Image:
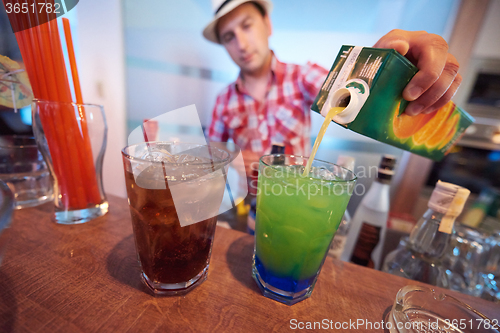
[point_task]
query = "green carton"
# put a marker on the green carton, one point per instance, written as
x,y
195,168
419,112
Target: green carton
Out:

**Exercise:** Without any of its pictures, the listing is to be repeated exactly as it stands.

**Solved problem:**
Image:
[point_task]
query = "green carton"
# put a marker on the green carton, one point per instance, written as
x,y
195,168
419,112
Target: green carton
Out:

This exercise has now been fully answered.